* WHAT THE TASK ASKS: Output the entire listing that follows verbatim.

* RECORD EXTRACTS:
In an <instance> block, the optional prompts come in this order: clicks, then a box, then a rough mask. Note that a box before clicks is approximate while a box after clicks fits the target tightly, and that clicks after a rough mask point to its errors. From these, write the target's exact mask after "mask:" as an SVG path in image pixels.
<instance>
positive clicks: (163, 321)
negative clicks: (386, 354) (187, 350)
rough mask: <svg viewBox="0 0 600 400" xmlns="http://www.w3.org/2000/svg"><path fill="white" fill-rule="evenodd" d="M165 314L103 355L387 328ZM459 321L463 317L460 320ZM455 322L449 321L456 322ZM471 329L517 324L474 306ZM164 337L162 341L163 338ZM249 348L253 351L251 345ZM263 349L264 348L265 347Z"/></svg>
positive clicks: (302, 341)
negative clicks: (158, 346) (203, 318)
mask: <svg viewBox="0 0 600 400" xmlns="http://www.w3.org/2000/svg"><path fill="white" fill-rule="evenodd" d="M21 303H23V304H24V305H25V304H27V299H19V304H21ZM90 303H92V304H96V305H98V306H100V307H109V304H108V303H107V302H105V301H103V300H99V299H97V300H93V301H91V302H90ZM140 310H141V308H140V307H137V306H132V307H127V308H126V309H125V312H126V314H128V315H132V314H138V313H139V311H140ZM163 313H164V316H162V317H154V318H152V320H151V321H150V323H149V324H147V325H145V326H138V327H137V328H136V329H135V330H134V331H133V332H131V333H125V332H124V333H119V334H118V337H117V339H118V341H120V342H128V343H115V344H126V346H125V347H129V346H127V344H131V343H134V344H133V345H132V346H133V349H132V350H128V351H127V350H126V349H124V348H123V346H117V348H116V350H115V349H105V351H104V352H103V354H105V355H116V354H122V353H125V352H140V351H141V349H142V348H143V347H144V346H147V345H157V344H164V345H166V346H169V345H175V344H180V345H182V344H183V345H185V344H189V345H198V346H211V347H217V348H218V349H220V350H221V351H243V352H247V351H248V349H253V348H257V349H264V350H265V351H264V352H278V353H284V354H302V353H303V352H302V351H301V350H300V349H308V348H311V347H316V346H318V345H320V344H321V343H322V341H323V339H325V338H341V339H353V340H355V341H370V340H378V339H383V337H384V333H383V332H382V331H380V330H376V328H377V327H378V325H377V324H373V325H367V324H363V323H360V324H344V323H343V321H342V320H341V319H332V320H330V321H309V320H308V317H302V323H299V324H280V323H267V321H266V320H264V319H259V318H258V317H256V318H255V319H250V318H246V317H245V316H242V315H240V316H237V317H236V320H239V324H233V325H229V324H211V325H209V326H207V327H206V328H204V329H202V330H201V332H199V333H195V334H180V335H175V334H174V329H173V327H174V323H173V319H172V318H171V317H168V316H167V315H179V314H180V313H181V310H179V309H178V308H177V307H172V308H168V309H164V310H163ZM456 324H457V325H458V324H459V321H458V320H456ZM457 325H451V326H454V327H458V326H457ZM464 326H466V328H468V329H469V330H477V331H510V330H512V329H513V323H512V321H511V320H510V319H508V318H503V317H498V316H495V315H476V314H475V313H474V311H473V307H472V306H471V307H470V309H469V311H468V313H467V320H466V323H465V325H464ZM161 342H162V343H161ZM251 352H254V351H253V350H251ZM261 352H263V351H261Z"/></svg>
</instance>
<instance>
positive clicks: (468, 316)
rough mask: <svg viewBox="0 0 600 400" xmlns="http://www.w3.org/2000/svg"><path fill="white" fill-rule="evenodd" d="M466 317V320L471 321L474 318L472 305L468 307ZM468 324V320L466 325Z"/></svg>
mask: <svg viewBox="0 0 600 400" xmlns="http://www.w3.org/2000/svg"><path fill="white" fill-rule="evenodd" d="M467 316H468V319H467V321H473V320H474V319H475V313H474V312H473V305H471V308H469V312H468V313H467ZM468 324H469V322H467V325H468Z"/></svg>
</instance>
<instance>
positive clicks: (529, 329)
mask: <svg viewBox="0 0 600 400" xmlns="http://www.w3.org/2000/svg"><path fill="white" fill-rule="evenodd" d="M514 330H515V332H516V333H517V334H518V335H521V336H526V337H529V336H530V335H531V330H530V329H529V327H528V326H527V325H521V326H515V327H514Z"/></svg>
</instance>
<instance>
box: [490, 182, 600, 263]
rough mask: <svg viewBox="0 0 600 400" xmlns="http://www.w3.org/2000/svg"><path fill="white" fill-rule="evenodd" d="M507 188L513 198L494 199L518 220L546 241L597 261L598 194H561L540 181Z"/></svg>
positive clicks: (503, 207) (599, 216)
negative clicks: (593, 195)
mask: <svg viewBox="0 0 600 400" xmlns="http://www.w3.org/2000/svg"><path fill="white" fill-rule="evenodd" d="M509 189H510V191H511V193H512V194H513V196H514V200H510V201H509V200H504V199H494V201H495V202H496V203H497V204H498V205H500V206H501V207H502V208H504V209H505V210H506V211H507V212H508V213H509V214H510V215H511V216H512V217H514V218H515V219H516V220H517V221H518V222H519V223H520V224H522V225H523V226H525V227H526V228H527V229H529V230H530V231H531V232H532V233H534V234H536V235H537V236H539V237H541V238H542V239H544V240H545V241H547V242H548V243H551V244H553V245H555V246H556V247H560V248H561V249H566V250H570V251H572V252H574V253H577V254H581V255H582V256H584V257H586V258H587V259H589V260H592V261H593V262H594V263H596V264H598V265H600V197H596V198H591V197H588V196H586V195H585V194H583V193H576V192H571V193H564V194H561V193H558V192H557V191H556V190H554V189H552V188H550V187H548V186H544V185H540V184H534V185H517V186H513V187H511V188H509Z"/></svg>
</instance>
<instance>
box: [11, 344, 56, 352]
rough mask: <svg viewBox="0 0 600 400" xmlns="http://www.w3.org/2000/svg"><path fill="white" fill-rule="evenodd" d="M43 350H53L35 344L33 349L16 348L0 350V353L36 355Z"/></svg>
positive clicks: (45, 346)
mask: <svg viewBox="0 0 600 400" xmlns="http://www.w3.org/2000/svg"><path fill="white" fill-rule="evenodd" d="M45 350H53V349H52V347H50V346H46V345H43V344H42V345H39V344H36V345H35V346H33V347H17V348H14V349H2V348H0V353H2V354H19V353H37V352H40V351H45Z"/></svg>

* OUTPUT FOR THIS EXERCISE:
In an <instance> block, the optional prompts come in this order: clicks, then a box, then a rough mask. Note that a box before clicks is approximate while a box after clicks fits the target tightly, and that clicks after a rough mask point to its errors. From these, write the target's exact mask after "mask:" as an SVG path in image pixels.
<instance>
positive clicks: (163, 321)
negative clicks: (386, 354) (187, 350)
rough mask: <svg viewBox="0 0 600 400" xmlns="http://www.w3.org/2000/svg"><path fill="white" fill-rule="evenodd" d="M165 314L103 355L387 328ZM459 321L463 317L460 320ZM455 322L449 321L456 322ZM471 329L517 324L474 306ZM164 337L162 341L163 338ZM249 348L253 351L251 345ZM263 349L264 348L265 347Z"/></svg>
positive clicks: (302, 341)
negative clicks: (158, 346) (203, 318)
mask: <svg viewBox="0 0 600 400" xmlns="http://www.w3.org/2000/svg"><path fill="white" fill-rule="evenodd" d="M21 303H23V304H24V305H25V304H27V299H19V304H21ZM90 303H92V304H96V305H98V306H100V307H109V304H108V303H107V302H105V301H103V300H99V299H97V300H93V301H91V302H90ZM140 310H141V308H140V307H137V306H132V307H127V308H126V309H125V312H126V314H128V315H132V314H138V313H139V311H140ZM163 313H164V316H162V317H154V318H152V320H151V321H150V323H149V324H147V325H145V326H138V327H137V328H136V329H135V330H134V331H133V332H131V333H125V332H124V333H119V334H118V337H117V339H118V341H120V342H128V343H115V344H126V346H125V347H129V346H127V344H131V343H134V344H133V345H132V346H133V349H132V350H128V351H127V350H126V349H124V348H123V346H117V348H116V350H115V349H105V351H104V352H103V354H105V355H116V354H122V353H125V352H140V351H141V349H142V348H143V347H144V346H147V345H157V344H164V345H166V346H169V345H175V344H180V345H182V344H183V345H185V344H189V345H198V346H211V347H217V348H218V349H220V350H221V351H243V352H247V351H248V349H253V348H257V349H264V350H265V351H264V352H278V353H284V354H302V353H303V352H302V351H301V350H300V349H308V348H311V347H316V346H318V345H320V344H321V343H322V341H323V339H325V338H341V339H353V340H355V341H370V340H378V339H383V337H384V333H383V332H382V331H380V330H376V328H377V327H378V325H377V324H373V325H367V324H363V323H360V324H344V323H343V321H342V320H341V319H332V320H330V321H309V320H308V317H302V323H299V324H280V323H267V321H266V320H264V319H259V318H258V317H256V318H255V319H250V318H246V317H245V316H242V315H240V316H237V317H236V320H239V324H233V325H229V324H211V325H209V326H207V327H206V328H204V329H202V330H201V332H199V333H195V334H180V335H175V334H174V329H173V327H174V323H173V319H172V318H171V317H168V316H167V315H179V314H180V313H181V310H179V309H178V308H177V307H172V308H168V309H164V310H163ZM456 324H457V325H458V324H459V321H458V320H456ZM457 325H451V326H454V327H458V326H457ZM464 326H466V328H468V329H469V330H477V331H510V330H512V329H513V323H512V321H511V320H510V319H508V318H503V317H498V316H495V315H476V314H475V313H474V311H473V307H472V306H471V307H470V309H469V311H468V313H467V320H466V323H465V325H464ZM161 342H162V343H161ZM251 352H254V351H253V350H251ZM261 352H263V351H261Z"/></svg>
</instance>
<instance>
positive clicks: (468, 316)
rough mask: <svg viewBox="0 0 600 400" xmlns="http://www.w3.org/2000/svg"><path fill="white" fill-rule="evenodd" d="M466 317V320L471 321L474 318L472 305L468 307ZM468 324V320L466 325Z"/></svg>
mask: <svg viewBox="0 0 600 400" xmlns="http://www.w3.org/2000/svg"><path fill="white" fill-rule="evenodd" d="M467 316H468V319H467V321H473V320H474V319H475V313H474V312H473V305H471V308H469V312H468V313H467ZM468 324H469V322H467V325H468Z"/></svg>
</instance>
<instance>
positive clicks: (529, 329)
mask: <svg viewBox="0 0 600 400" xmlns="http://www.w3.org/2000/svg"><path fill="white" fill-rule="evenodd" d="M514 330H515V332H516V333H517V334H518V335H521V336H526V337H529V336H530V335H531V330H530V329H529V327H528V326H527V325H521V326H515V327H514Z"/></svg>
</instance>
<instance>
box: [490, 182, 600, 263]
rough mask: <svg viewBox="0 0 600 400" xmlns="http://www.w3.org/2000/svg"><path fill="white" fill-rule="evenodd" d="M507 188L513 198L494 199L518 220L546 241L597 261L598 194H561L540 181Z"/></svg>
positive clicks: (503, 207) (599, 216)
negative clicks: (593, 195)
mask: <svg viewBox="0 0 600 400" xmlns="http://www.w3.org/2000/svg"><path fill="white" fill-rule="evenodd" d="M509 189H510V191H511V193H512V194H513V196H514V200H510V201H509V200H504V199H494V201H495V202H496V203H497V204H498V205H500V206H501V207H502V208H504V209H505V210H506V211H507V212H508V213H509V214H510V215H511V216H512V217H514V218H515V219H516V220H517V221H518V222H519V223H520V224H522V225H523V226H525V227H526V228H527V229H529V230H530V231H531V232H532V233H534V234H536V235H537V236H539V237H541V238H542V239H544V240H545V241H547V242H548V243H551V244H553V245H555V246H556V247H560V248H561V249H566V250H570V251H572V252H574V253H577V254H581V255H582V256H584V257H586V258H587V259H589V260H592V261H593V262H594V263H596V264H598V265H600V197H596V198H591V197H588V196H586V195H585V194H583V193H576V192H571V193H564V194H561V193H558V192H557V191H556V190H554V189H552V188H550V187H548V186H544V185H540V184H534V185H517V186H513V187H511V188H509Z"/></svg>
</instance>
<instance>
box: [11, 344, 56, 352]
rough mask: <svg viewBox="0 0 600 400" xmlns="http://www.w3.org/2000/svg"><path fill="white" fill-rule="evenodd" d="M43 350H53L35 344L33 349L16 348L0 350V353L36 355Z"/></svg>
positive clicks: (45, 346)
mask: <svg viewBox="0 0 600 400" xmlns="http://www.w3.org/2000/svg"><path fill="white" fill-rule="evenodd" d="M45 350H53V349H52V347H50V346H46V345H43V344H42V345H39V344H36V345H35V346H33V347H17V348H14V349H2V348H0V353H2V354H19V353H37V352H40V351H45Z"/></svg>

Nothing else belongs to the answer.